**ENTRIES SUPPLIED**
☆ ☆ ☆ ☆

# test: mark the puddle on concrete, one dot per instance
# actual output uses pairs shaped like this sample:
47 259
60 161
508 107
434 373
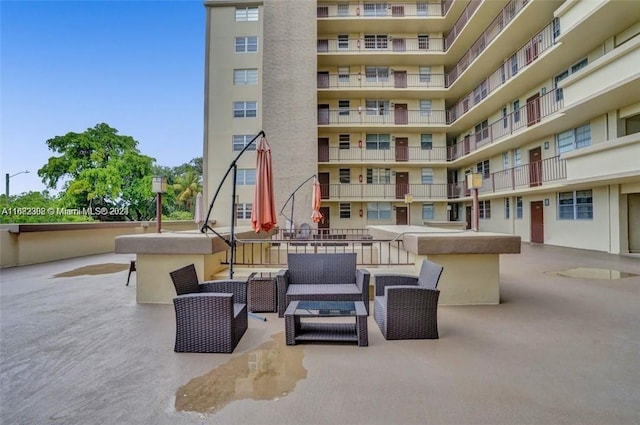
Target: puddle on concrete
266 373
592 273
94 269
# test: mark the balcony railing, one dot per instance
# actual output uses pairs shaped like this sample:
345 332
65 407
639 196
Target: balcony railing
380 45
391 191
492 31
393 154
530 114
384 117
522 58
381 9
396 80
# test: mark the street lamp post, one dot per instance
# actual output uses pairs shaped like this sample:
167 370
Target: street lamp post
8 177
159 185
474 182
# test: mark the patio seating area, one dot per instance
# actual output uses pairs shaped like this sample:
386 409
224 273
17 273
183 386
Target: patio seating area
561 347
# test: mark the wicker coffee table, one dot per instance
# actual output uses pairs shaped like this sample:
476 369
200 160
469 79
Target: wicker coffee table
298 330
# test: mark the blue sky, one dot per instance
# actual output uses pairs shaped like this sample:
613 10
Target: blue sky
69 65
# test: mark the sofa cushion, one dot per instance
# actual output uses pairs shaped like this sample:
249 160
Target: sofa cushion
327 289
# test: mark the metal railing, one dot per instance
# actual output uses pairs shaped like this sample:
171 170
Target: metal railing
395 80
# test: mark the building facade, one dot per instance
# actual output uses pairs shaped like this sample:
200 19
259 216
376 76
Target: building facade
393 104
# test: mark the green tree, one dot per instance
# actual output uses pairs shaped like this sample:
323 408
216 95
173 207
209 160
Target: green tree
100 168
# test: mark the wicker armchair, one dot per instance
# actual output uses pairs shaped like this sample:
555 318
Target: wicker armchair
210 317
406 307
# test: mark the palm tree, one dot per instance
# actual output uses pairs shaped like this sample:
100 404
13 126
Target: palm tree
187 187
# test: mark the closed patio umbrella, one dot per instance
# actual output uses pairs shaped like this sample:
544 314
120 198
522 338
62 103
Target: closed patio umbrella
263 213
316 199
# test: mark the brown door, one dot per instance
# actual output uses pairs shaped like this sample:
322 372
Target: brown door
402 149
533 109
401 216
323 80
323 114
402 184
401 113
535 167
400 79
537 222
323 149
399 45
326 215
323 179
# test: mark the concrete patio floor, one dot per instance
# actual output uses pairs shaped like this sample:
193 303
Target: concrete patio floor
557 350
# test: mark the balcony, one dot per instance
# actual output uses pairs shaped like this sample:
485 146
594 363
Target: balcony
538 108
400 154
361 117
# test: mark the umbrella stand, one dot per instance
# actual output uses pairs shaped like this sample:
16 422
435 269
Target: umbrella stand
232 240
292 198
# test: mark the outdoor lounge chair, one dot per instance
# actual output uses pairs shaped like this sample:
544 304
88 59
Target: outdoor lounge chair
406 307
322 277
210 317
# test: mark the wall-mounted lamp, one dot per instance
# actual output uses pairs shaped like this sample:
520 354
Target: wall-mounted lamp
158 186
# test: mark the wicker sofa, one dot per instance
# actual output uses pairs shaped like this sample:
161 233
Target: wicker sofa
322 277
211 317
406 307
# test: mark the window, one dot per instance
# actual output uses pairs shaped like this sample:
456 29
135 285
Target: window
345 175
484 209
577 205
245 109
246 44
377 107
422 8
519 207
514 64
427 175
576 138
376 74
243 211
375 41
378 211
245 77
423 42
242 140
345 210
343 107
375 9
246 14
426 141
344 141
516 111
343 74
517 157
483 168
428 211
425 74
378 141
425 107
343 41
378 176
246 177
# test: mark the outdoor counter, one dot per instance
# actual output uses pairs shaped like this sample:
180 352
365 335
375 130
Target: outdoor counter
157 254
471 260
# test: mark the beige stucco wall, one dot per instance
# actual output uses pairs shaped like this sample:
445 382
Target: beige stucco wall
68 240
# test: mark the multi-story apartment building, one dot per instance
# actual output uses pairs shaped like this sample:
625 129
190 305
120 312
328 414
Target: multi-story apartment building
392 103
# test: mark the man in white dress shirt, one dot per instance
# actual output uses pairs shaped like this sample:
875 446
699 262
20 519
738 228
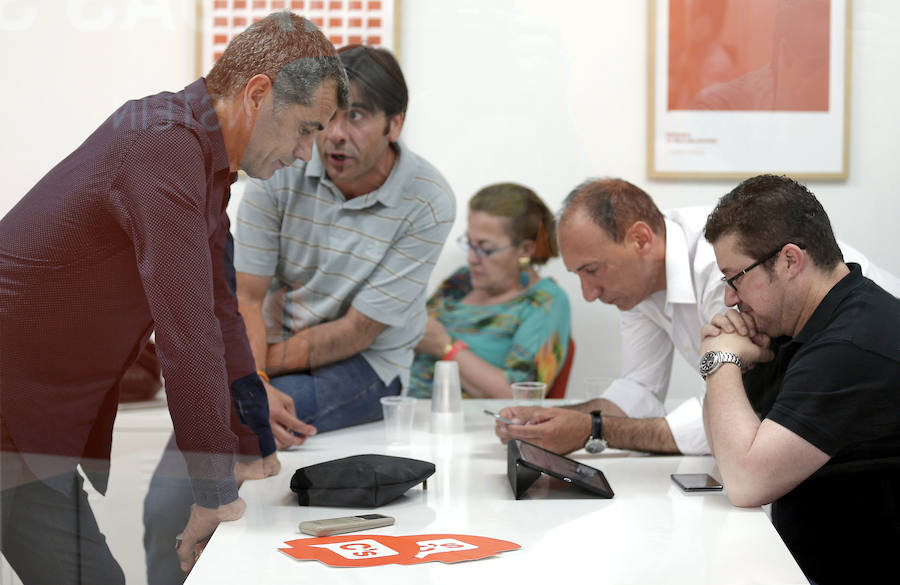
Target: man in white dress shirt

☆ ☆ ☆ ☆

**GIVEN TASK**
Copy all of the lines above word for word, leaving out the pictures.

**FINISHED EXERCISE**
# test: mark the puddle on concrete, one dot per instance
# actual output uses pairs shaped like this sample:
47 259
60 161
508 107
434 373
Target: puddle on concrete
266 373
592 273
94 269
# test: mark the balcony railing, one dot per instance
# actual output uses pairs shaped like this sample:
345 332
65 407
639 196
Target: balcony railing
380 45
391 191
492 31
393 154
530 114
384 117
522 58
381 9
396 80
# test: mark the street lamp post, one dot per instance
# actual output uses pairs shaped like this sample:
167 370
Target: street lamp post
8 177
159 185
474 182
# test: mark the patio seating area, one dot per instance
# actual output uses pairs shaped like this sample:
386 409
224 273
17 273
183 386
Target: patio seating area
561 347
# test: mark the wicker coffee table, one dot per instance
# actual output uses pairs shaped like this sample:
476 369
200 160
469 79
Target: wicker coffee table
298 330
# test: mark the blue sky, one dot per instance
# actual output uses pairs shaped like this sample:
613 10
Target: blue sky
69 65
# test: mark the sofa cushion, one dot per instance
# actual output uses pairs shaped like this sample:
249 160
Target: sofa cushion
327 289
# test: mark the metal railing, one dot per instance
# actual output uses pairs shaped like this sample:
171 170
Target: metal railing
395 80
# test: mark the building facade, one dot per instance
# actual output uses pairs shaped like this sample:
200 19
259 216
376 76
Target: building facade
393 104
# test: mark the green tree, one dot per instance
# actual output uses pairs shaped like this sample:
323 408
216 95
173 207
209 160
Target: green tree
100 168
# test: mark the wicker armchair, one dot per instance
# actual output uses pairs shaped like this sample:
555 318
Target: wicker armchair
210 317
406 307
# test: mark the palm tree, one dot per instance
# actual output uses pairs shaped like this sample:
100 404
13 126
Target: palm tree
187 187
# test: mark the closed patio umbrella, one dot per instance
# actual output uses pairs shaped like this sample:
544 314
120 198
522 338
62 103
Target: closed patio umbrella
263 213
316 199
# test: mark the brown door, one dot per instance
# actual output uses pairs shaped like this sample:
322 372
Target: brown door
402 149
533 109
401 216
323 80
323 114
402 184
401 113
535 167
400 79
537 222
323 149
399 45
326 215
323 179
# test: mark the concrete patio floor, one dot per instance
# actual output uses pairs shaped like this sample:
193 303
Target: concrete patio floor
557 350
# test: mark the balcony, one dot per instance
# actual output uses pairs shaped like this sample:
485 146
594 363
Target: balcony
538 108
400 154
361 117
# test: mark the umbrella stand, one dot per instance
# actual output uses pairs shaped like this sample:
16 422
435 269
Target: umbrella stand
232 240
292 198
# test: mark the outdoor lounge chair, one dot per instance
# actual output uses pairs shaped like this sample:
544 304
88 59
Target: outdoor lounge chair
406 307
322 277
210 317
# test: mark the wall-mounted lamp, one dot per instance
# actual output uses pairs shaped like this sample:
520 354
Target: wall-mounted lamp
158 186
# test: mark the wicker sofa, one dot per instance
# actual output uses pairs shaped like this sample:
161 233
Target: wicker sofa
322 277
211 317
406 307
# test: mark the window, one dot per instance
# actual output uses pairs shaped like this sample:
456 29
135 285
Target: window
345 175
484 209
577 205
245 109
246 44
377 107
422 8
519 207
514 64
427 175
576 138
376 74
243 211
375 41
378 211
245 77
423 42
242 140
345 210
343 107
375 9
246 14
426 141
344 141
516 111
343 74
517 157
483 168
428 211
425 74
378 141
425 107
343 41
378 176
246 177
# test: mark the outdoor counter, one dot per instance
# actual output uses pairs shaped like this sample:
180 352
365 335
375 130
Target: outdoor counter
157 254
471 260
# test: mark the beige stucco wall, one dot per instance
# actual output uses pairs shaped like this sample:
445 382
Target: beige stucco wall
68 240
# test: mark the multi-story apartment building, one dot per instance
# actual output uses pairs shaped like this sample:
625 129
190 305
120 312
328 414
Target: multi-story apartment building
392 103
# test: mark the man in white dress shirt, one dot per instance
# actual output uses pairs shaped like this sample:
875 446
699 262
20 519
738 228
Target: man in white dress shirt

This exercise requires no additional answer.